For this exercise, transcribe every line of the material exactly and skip the pictures.
[AVAILABLE DATA]
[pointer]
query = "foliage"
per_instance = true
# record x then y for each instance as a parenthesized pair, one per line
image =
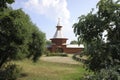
(48, 42)
(3, 3)
(19, 37)
(10, 72)
(90, 28)
(74, 42)
(103, 55)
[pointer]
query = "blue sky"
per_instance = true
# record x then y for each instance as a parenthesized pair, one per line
(45, 14)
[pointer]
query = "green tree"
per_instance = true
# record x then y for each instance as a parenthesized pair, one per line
(19, 37)
(74, 42)
(89, 29)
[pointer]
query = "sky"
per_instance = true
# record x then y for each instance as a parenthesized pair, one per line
(45, 14)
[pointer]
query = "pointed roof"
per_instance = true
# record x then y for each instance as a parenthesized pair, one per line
(58, 33)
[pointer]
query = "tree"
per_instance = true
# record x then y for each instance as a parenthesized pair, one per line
(74, 42)
(89, 29)
(19, 37)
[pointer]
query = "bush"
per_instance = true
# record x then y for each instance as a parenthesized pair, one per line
(10, 72)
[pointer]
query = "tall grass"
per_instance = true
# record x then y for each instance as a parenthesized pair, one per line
(50, 71)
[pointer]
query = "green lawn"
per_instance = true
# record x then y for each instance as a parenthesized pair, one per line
(43, 70)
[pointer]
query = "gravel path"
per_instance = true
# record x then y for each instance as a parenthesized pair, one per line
(59, 59)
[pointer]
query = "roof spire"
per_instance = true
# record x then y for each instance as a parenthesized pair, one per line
(58, 22)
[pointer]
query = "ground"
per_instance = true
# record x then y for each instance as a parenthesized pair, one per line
(52, 68)
(59, 59)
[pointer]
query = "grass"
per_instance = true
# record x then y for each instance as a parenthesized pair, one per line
(43, 70)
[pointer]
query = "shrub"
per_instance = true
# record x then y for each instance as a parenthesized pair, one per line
(10, 72)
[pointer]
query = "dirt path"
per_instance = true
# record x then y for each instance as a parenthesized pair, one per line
(59, 59)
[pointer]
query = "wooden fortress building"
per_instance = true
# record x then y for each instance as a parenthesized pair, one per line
(59, 43)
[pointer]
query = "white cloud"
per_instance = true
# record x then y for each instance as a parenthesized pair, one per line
(52, 9)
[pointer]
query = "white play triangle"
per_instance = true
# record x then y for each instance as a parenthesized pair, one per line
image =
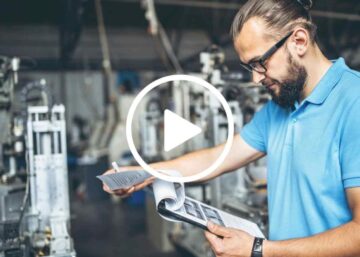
(177, 130)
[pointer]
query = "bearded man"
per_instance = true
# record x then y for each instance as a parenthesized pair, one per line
(310, 133)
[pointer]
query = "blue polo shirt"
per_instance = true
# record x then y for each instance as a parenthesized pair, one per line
(313, 155)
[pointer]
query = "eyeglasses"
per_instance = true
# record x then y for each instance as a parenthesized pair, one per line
(258, 65)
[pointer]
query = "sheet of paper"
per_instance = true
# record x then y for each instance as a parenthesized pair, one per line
(124, 179)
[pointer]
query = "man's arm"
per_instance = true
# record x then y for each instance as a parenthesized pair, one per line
(339, 242)
(343, 241)
(192, 163)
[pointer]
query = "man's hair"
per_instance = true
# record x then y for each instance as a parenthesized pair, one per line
(280, 16)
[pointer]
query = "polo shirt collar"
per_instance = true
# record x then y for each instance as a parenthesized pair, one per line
(327, 82)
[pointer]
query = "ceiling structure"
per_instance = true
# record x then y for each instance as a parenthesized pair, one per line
(63, 34)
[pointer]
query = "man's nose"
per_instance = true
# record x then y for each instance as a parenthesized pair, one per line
(258, 77)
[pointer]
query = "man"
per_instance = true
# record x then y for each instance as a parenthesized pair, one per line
(310, 132)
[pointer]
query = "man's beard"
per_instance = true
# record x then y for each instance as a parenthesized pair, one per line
(291, 87)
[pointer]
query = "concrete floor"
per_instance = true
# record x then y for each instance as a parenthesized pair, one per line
(105, 229)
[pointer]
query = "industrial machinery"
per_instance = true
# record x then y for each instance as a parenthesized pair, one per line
(241, 192)
(34, 198)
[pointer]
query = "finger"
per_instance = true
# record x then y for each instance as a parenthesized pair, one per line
(219, 230)
(142, 185)
(109, 172)
(124, 191)
(215, 242)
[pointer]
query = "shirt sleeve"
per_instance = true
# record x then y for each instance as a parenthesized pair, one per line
(350, 147)
(255, 132)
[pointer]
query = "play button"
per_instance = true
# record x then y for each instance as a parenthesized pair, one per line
(177, 130)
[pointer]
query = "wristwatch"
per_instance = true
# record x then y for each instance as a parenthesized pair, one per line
(257, 247)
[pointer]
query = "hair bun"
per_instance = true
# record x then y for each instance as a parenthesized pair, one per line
(307, 4)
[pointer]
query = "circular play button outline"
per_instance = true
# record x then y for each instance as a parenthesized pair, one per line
(202, 83)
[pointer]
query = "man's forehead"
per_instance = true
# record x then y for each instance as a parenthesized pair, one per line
(252, 41)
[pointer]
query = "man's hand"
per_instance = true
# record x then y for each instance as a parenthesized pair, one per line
(228, 242)
(127, 191)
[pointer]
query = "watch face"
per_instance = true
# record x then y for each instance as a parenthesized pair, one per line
(257, 247)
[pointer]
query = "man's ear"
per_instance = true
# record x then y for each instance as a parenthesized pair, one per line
(299, 41)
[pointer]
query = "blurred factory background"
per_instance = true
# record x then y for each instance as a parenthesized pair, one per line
(69, 70)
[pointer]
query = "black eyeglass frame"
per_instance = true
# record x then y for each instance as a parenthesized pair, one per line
(253, 65)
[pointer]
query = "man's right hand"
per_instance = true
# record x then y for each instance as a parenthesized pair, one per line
(127, 191)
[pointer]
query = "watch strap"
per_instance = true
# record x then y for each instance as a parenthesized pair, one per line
(257, 247)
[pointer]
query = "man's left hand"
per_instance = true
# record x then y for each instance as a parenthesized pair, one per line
(228, 242)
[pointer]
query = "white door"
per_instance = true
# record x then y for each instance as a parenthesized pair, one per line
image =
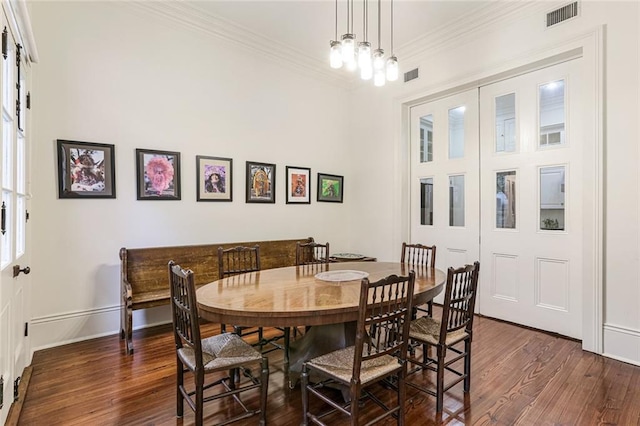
(533, 137)
(13, 219)
(444, 178)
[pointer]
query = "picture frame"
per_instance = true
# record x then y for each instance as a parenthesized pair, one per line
(261, 182)
(214, 178)
(330, 188)
(157, 174)
(86, 169)
(298, 185)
[/AVAILABLE DATA]
EXERCISE RESULT -
[pointer]
query = "foliage"
per_instance = true
# record x then y for each instance as a parenthesized pair, one per line
image =
(48, 42)
(3, 3)
(19, 37)
(10, 72)
(90, 28)
(74, 42)
(103, 55)
[pointer]
query = "blue sky"
per_instance = true
# record x then y for each instance as a parenthesized pair, one per line
(45, 14)
[pointer]
query = "green tree"
per_instance = true
# record x then y for each instance as a parenthesized pair, one per line
(19, 37)
(74, 42)
(89, 29)
[pointer]
query = "sky"
per_instance = true
# record x then y for each instance as a parenthesized pair, one per line
(45, 14)
[pointer]
query = "pointed roof"
per_instance = true
# record x then y for each instance as a parenthesized pair, one per line
(58, 33)
[pointer]
query = "tree"
per_instance = true
# record x then y for each instance as a parenthesized pair, one per line
(74, 42)
(89, 29)
(19, 37)
[pointer]
query = "bush"
per_instance = true
# record x then y for each instance as a parenthesized pair, one per line
(10, 72)
[pointer]
query = "tall grass"
per_instance = true
# record x then y for each instance as a parenthesized pair, one per line
(50, 71)
[pointer]
query = "green lawn"
per_instance = true
# record x then y for each instance as a parenthesized pair, one per line
(43, 70)
[pointer]
query = "gravel path"
per_instance = true
# record x then y for each instance as a parenthesized pair, one per line
(59, 59)
[pointer]
query = "roof spire"
per_instance = true
# record x then y for each instance as a parenthesized pair, one per line
(58, 22)
[pointer]
query = "ground"
per_instance = true
# record x then y for each instance as a parenthesized pair, one per line
(52, 68)
(59, 59)
[pointer]
query = "grass"
per_instance = true
# record x then y for each instance as a parenthesized pair, one per line
(43, 70)
[pointer]
query = "shrub"
per_instance = true
# record x then y for each instance as a parenthesized pair, one per line
(10, 72)
[pointer]
query = "dirt path"
per_instance = true
# record x then y for each instance as a parenthesized pair, one per line
(59, 59)
[pointer]
query = "wooden fortress building"
per_instance = true
# record x then y for each instance as a parenthesized pair, one per line
(59, 43)
[pointer]
query = "white cloud"
per_instance = true
# record x then y for each instance as a parenthesized pair, one per line
(52, 9)
[pointer]
query = "white play triangle"
per_instance = true
# record x then y for each instance as a parenthesized pair, one per line
image =
(177, 130)
[pointer]
query = "bearded man"
per_instance = true
# record x then y for each instance as a parenthesized pair, one per line
(310, 133)
[pointer]
query = "blue polo shirt"
per_instance = true
# record x then y for each instance as a parenthesized pair, one per line
(313, 155)
[pointer]
query = "eyeglasses"
per_instance = true
# record x then y for each instance as a parenthesized pair, one per line
(258, 65)
[pointer]
query = "sheet of paper"
per_instance = true
# record x then y for each instance as a parenthesized pair, one per line
(124, 179)
[pointer]
query = "man's arm"
per_instance = true
# record x then y for each instance as a parenthesized pair, one per line
(339, 242)
(343, 241)
(192, 163)
[pointer]
query = "man's hair"
per_instance = true
# record x then y for each instance as a parenthesized pair, one per line
(280, 16)
[pointer]
query = "polo shirt collar"
per_instance = true
# record x then y for each instance as a parenthesized pair, one per line
(327, 82)
[pointer]
query = "ceiling structure"
per_instance = true
# record x then y for each instance as a parenthesized pair, one per line
(63, 34)
[pointer]
query = "man's nose"
per_instance = true
# record x then y for each instance as a parenthesized pair, one per line
(258, 77)
[pointer]
query = "man"
per_instance = true
# record x then y for each instance as a parenthesized pair, one per line
(310, 132)
[pointer]
query = "man's beard"
per_instance = true
# record x then y for each instance as a parenthesized pair, one per line
(291, 87)
[pointer]
query = "concrete floor"
per_instance = true
# record x then y for each instance as a parenthesized pair, one per line
(105, 229)
[pointer]
query = "industrial machinery"
per_instance = true
# record x then y for each instance as a parenthesized pair, one per line
(241, 192)
(34, 198)
[pointer]
query = "finger"
per_instance = true
# record x then y for each instance as a parenthesized pair, one per line
(219, 230)
(142, 185)
(109, 172)
(124, 191)
(215, 242)
[pointer]
query = "shirt sleeve"
per_instance = true
# record x then y for each instance as a parenthesized pair, one per line
(350, 147)
(255, 132)
[pointer]
query = "play button"
per_instance = true
# record x then y for each instance as a parenthesized pair, one per line
(177, 130)
[pointer]
query = "wristwatch"
per_instance = true
# record x then y for each instance as a parenthesized pair, one per line
(257, 247)
[pointer]
query = "hair bun"
per_instance = true
# record x then y for each instance as a parenthesized pair, one per line
(307, 4)
[pointer]
query = "circular play button outline"
per_instance = true
# record x then y for each instance as a parenthesized pair, one per line
(202, 83)
[pointer]
query = "man's forehead"
per_instance = true
# record x then y for each instance as a parenthesized pair, one per line
(252, 41)
[pointer]
query = "man's hand"
per_instance = true
# record x then y for each instance as a parenthesized pair, one per line
(228, 242)
(127, 191)
[pointer]
query = "watch face"
per_instance = true
# record x then y for each instance as a parenthesized pair, one per line
(257, 247)
[pointer]
query = "man's ear"
per_instance = true
# record x then y for each instance as a parenthesized pair, one per line
(299, 41)
[pointer]
query = "blurred factory background"
per_instance = true
# record x then y for each instance as a parenthesized pair, one per line
(69, 70)
[pointer]
query = "black eyeglass frame"
per_instance = true
# record x then y for each instance as a parenthesized pair, one per line
(253, 65)
[pointer]
query = "man's right hand"
per_instance = true
# record x then y for each instance as a parenthesized pair, one per line
(127, 191)
[pointer]
query = "watch strap"
per_instance = true
# record x then y for each instance as a parenthesized pair, one per line
(257, 247)
[pointer]
query = "man's left hand"
per_instance = true
# record x then y for each instance as a parenthesized pair, one per line
(228, 242)
[pointer]
query = "white door"
per_instance = true
# record x then y for each instance as a parenthesized pair, one per line
image =
(533, 137)
(13, 219)
(444, 178)
[pointer]
query = "picture frame"
per_instance = true
# record x then y for each instance as a parenthesized pair, one per line
(261, 182)
(214, 178)
(330, 188)
(157, 174)
(86, 169)
(298, 185)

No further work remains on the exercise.